Raw records:
++++

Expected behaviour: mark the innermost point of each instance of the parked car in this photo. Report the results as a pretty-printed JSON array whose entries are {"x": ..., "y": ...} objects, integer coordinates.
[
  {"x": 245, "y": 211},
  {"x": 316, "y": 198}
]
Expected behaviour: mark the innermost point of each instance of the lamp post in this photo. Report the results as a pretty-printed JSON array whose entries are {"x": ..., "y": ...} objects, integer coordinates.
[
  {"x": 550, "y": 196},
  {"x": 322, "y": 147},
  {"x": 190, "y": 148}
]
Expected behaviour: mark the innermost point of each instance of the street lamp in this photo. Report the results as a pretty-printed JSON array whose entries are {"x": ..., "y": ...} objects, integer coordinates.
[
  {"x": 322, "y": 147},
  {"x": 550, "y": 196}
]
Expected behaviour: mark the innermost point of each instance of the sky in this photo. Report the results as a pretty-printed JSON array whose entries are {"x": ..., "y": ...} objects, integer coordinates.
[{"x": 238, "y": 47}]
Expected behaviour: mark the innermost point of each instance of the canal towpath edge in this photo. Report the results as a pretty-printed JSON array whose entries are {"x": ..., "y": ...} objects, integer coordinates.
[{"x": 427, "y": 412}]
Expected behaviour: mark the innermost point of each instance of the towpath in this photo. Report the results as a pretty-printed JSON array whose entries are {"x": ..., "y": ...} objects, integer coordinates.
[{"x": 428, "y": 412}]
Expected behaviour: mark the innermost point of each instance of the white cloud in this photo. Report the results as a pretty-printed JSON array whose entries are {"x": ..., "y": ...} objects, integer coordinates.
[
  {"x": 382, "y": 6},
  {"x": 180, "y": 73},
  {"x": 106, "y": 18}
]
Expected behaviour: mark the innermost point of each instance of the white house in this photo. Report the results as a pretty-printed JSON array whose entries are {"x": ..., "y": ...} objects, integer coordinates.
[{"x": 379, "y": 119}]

++++

» **SHORT EXERCISE**
Output all preceding records character for character.

» **WRITTEN SOLUTION**
Expected behaviour: mark the innermost point of each instance of the parked car in this photo. Report the results as a pretty-printed JSON array whose entries are {"x": ..., "y": ...} objects, integer coordinates.
[
  {"x": 245, "y": 211},
  {"x": 316, "y": 198}
]
Expected behaviour: mark the innermost point of each instance of the lamp post in this photo. Report the results as a pretty-printed JSON array whose entries are {"x": ..., "y": ...} objects, integer coordinates.
[
  {"x": 550, "y": 196},
  {"x": 322, "y": 147},
  {"x": 190, "y": 148}
]
Expected behaviour: mark the innermost point of each instance of the street lamp in this photo. Report the results as a pretty-printed JSON array whose entries are {"x": ..., "y": ...} objects, integer coordinates.
[
  {"x": 322, "y": 147},
  {"x": 550, "y": 196}
]
Expected behaviour: mark the innermost point of each instance of the sky in this photo. Report the results as a pretty-printed JSON array whose entries are {"x": ..., "y": ...} objects, integer coordinates.
[{"x": 238, "y": 47}]
Expected behaviour: mark the innermost point of each instance of the canal towpath edge in this photo. Report the results as a pretty-printed JSON array whose entries are {"x": ..., "y": ...} objects, integer coordinates.
[{"x": 427, "y": 412}]
Expected behaviour: mark the innermost point of each instance of the towpath in this photo. Report the results as a pretty-printed JSON array whose entries are {"x": ..., "y": ...} objects, integer coordinates.
[{"x": 428, "y": 412}]
Expected behaviour: mark the innermost point of each instance of the white cloud in this photo. Report the results as a pretty-printed JSON array whose entries are {"x": ..., "y": ...} objects, integer coordinates.
[
  {"x": 382, "y": 6},
  {"x": 180, "y": 73},
  {"x": 106, "y": 18}
]
Expected behaviour: mark the innermost point of each instance of the white house in this photo. Report the results as a pretty-printed JSON array whose entries are {"x": ..., "y": ...} objects, integer coordinates.
[{"x": 379, "y": 119}]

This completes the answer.